● **Task to complete**
Copy the records word for word, starting with the line that contains "Labeling batch C. For the image above, tag the picket" and continuing through the end of the records, with both ends included.
____________________
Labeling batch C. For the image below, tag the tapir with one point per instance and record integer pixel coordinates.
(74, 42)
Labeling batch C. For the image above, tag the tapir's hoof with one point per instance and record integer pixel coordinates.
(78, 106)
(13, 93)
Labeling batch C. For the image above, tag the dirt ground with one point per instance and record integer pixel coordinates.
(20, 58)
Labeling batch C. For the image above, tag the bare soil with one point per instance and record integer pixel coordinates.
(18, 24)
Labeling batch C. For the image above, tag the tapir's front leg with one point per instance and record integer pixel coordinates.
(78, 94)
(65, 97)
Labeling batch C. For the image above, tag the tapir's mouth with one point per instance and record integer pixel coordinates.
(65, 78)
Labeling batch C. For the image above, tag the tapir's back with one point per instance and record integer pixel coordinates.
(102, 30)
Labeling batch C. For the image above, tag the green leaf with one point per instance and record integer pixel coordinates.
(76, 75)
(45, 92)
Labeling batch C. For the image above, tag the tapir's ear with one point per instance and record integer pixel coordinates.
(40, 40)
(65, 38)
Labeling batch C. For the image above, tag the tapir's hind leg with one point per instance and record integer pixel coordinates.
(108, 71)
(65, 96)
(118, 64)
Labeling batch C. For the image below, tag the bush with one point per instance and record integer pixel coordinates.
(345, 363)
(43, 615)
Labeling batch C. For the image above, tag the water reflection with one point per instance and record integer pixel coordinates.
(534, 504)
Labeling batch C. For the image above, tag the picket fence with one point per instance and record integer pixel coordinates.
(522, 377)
____________________
● **Expected answer**
Labeling batch C. For the image above, tag the picket fence with one point per instance and record integer pixel coordinates.
(522, 377)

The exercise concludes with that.